Identify every line in the records below that contains the word "outstretched", and copy each of those lines.

Location identification items:
________________________
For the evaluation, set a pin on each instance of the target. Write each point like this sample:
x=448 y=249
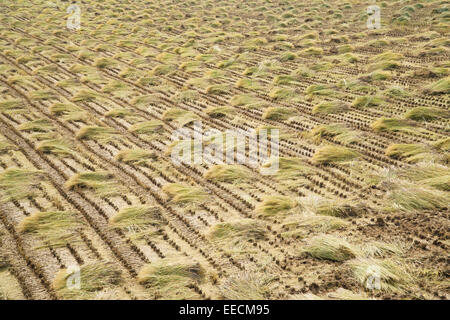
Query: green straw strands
x=171 y=278
x=94 y=279
x=185 y=194
x=332 y=154
x=230 y=173
x=54 y=228
x=135 y=156
x=326 y=247
x=16 y=184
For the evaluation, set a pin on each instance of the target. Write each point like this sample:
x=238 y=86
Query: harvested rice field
x=352 y=203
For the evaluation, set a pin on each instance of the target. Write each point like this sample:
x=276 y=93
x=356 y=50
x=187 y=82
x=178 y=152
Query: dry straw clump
x=170 y=278
x=94 y=277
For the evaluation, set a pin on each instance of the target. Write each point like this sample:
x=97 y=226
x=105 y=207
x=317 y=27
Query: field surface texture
x=93 y=204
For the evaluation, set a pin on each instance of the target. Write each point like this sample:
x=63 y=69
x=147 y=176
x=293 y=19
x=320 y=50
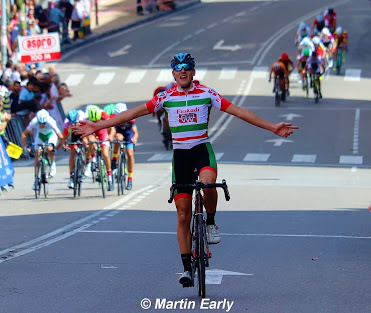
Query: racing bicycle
x=121 y=172
x=99 y=171
x=200 y=248
x=78 y=172
x=42 y=171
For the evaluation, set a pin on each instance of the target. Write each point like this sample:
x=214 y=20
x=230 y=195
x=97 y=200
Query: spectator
x=14 y=96
x=4 y=119
x=56 y=17
x=77 y=18
x=66 y=7
x=7 y=73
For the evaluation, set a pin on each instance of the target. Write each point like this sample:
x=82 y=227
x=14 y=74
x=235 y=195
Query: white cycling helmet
x=42 y=116
x=325 y=31
x=120 y=107
x=316 y=40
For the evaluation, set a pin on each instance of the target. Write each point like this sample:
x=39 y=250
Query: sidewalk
x=117 y=15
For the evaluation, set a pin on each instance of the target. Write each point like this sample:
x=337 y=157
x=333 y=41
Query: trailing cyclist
x=280 y=72
x=330 y=19
x=318 y=25
x=289 y=65
x=305 y=49
x=129 y=132
x=314 y=66
x=73 y=117
x=303 y=32
x=95 y=114
x=188 y=107
x=329 y=42
x=341 y=40
x=46 y=132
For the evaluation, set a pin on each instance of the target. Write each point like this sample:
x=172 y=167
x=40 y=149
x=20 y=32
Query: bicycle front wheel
x=102 y=175
x=120 y=175
x=38 y=179
x=201 y=258
x=45 y=169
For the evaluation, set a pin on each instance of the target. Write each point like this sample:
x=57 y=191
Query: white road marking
x=351 y=159
x=290 y=116
x=278 y=142
x=304 y=158
x=104 y=78
x=200 y=73
x=352 y=74
x=165 y=75
x=260 y=72
x=256 y=157
x=219 y=155
x=135 y=77
x=161 y=157
x=228 y=73
x=226 y=234
x=74 y=79
x=63 y=232
x=356 y=131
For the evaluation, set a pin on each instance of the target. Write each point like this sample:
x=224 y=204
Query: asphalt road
x=295 y=235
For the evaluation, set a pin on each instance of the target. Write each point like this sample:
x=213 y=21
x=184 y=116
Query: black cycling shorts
x=187 y=164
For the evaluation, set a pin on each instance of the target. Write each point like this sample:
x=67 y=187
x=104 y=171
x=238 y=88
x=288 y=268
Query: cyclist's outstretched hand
x=284 y=129
x=85 y=128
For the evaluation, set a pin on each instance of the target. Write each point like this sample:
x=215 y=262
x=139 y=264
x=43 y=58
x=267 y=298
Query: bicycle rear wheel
x=120 y=178
x=80 y=173
x=201 y=258
x=101 y=173
x=75 y=176
x=38 y=179
x=45 y=169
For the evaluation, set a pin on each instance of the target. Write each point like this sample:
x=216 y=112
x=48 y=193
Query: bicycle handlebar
x=198 y=185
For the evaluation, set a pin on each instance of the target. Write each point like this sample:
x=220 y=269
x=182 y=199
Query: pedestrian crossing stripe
x=104 y=78
x=352 y=74
x=264 y=157
x=351 y=159
x=135 y=76
x=165 y=75
x=256 y=157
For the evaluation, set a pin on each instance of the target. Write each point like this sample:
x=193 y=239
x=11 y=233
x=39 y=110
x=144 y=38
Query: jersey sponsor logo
x=188 y=110
x=188 y=118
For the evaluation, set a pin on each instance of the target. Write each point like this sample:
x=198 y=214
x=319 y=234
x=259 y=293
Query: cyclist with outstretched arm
x=187 y=106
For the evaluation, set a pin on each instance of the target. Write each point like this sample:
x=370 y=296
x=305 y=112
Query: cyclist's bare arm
x=88 y=127
x=280 y=129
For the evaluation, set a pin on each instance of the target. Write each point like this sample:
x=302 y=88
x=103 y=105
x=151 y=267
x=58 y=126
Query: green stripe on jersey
x=179 y=129
x=175 y=104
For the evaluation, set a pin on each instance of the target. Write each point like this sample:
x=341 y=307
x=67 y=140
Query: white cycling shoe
x=213 y=236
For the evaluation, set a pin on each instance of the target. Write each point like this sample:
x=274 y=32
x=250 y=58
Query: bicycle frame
x=121 y=173
x=102 y=174
x=41 y=169
x=78 y=167
x=200 y=248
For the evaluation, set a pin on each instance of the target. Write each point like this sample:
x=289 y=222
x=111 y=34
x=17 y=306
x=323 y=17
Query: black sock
x=186 y=259
x=210 y=220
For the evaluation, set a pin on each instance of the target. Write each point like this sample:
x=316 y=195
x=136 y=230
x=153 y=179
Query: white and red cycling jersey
x=188 y=113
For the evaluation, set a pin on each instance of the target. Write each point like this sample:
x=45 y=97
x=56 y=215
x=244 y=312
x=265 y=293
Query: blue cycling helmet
x=72 y=116
x=42 y=116
x=183 y=58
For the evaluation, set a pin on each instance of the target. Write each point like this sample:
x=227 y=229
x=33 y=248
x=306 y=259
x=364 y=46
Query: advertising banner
x=6 y=166
x=39 y=48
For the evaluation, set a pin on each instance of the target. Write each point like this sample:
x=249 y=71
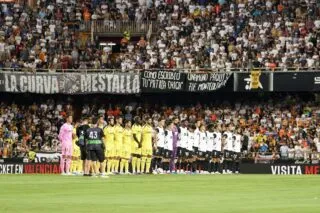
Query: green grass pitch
x=163 y=194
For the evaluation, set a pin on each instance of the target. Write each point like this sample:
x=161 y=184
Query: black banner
x=280 y=169
x=162 y=81
x=70 y=83
x=253 y=81
x=30 y=168
x=297 y=81
x=206 y=82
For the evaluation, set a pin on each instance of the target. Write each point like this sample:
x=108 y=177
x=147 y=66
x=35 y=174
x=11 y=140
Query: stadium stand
x=217 y=35
x=283 y=125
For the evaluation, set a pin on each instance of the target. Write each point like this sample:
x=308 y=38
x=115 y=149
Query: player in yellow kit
x=136 y=145
x=109 y=133
x=76 y=164
x=146 y=146
x=118 y=139
x=126 y=148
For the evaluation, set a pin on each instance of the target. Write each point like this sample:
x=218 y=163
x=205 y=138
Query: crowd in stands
x=192 y=34
x=287 y=126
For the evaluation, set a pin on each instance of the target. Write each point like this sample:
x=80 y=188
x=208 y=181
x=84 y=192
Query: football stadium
x=159 y=106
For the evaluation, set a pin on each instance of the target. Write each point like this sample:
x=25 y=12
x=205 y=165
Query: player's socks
x=126 y=166
x=138 y=165
x=117 y=166
x=62 y=165
x=68 y=164
x=143 y=164
x=121 y=165
x=109 y=163
x=134 y=164
x=148 y=164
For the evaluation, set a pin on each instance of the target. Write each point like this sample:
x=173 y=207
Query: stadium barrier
x=154 y=81
x=280 y=169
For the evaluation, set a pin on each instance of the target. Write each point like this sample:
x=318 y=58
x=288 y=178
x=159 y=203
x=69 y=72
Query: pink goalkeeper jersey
x=65 y=135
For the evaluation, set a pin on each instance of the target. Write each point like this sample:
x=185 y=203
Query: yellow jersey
x=127 y=138
x=137 y=130
x=118 y=136
x=109 y=134
x=147 y=132
x=76 y=149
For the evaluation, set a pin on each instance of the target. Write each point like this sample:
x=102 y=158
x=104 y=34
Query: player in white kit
x=236 y=152
x=202 y=165
x=168 y=145
x=217 y=148
x=227 y=151
x=182 y=146
x=210 y=140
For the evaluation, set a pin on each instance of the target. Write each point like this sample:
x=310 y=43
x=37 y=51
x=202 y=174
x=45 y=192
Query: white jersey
x=229 y=141
x=160 y=137
x=168 y=141
x=217 y=143
x=183 y=137
x=202 y=141
x=210 y=141
x=191 y=138
x=196 y=138
x=237 y=143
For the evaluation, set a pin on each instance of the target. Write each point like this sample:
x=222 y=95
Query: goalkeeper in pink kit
x=65 y=137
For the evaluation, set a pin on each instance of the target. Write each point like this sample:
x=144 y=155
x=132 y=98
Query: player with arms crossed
x=236 y=151
x=126 y=148
x=146 y=146
x=65 y=137
x=159 y=146
x=95 y=149
x=217 y=147
x=136 y=145
x=109 y=133
x=81 y=130
x=228 y=151
x=118 y=139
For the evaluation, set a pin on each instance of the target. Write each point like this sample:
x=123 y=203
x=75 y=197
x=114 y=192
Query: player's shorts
x=195 y=150
x=188 y=154
x=136 y=150
x=216 y=154
x=146 y=151
x=126 y=154
x=76 y=152
x=83 y=153
x=202 y=154
x=179 y=152
x=96 y=155
x=228 y=154
x=67 y=150
x=209 y=155
x=159 y=151
x=167 y=153
x=236 y=156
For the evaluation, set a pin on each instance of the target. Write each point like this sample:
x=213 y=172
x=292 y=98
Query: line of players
x=141 y=148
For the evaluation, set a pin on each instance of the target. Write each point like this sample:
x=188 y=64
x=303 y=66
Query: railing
x=200 y=70
x=111 y=26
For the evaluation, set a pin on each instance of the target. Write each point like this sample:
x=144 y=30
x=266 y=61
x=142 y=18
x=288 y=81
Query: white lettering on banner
x=286 y=170
x=110 y=83
x=45 y=84
x=11 y=168
x=207 y=82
________________________
- [Finished exercise]:
Query: cyclist's outstretched hand
Query: cyclist with outstretched arm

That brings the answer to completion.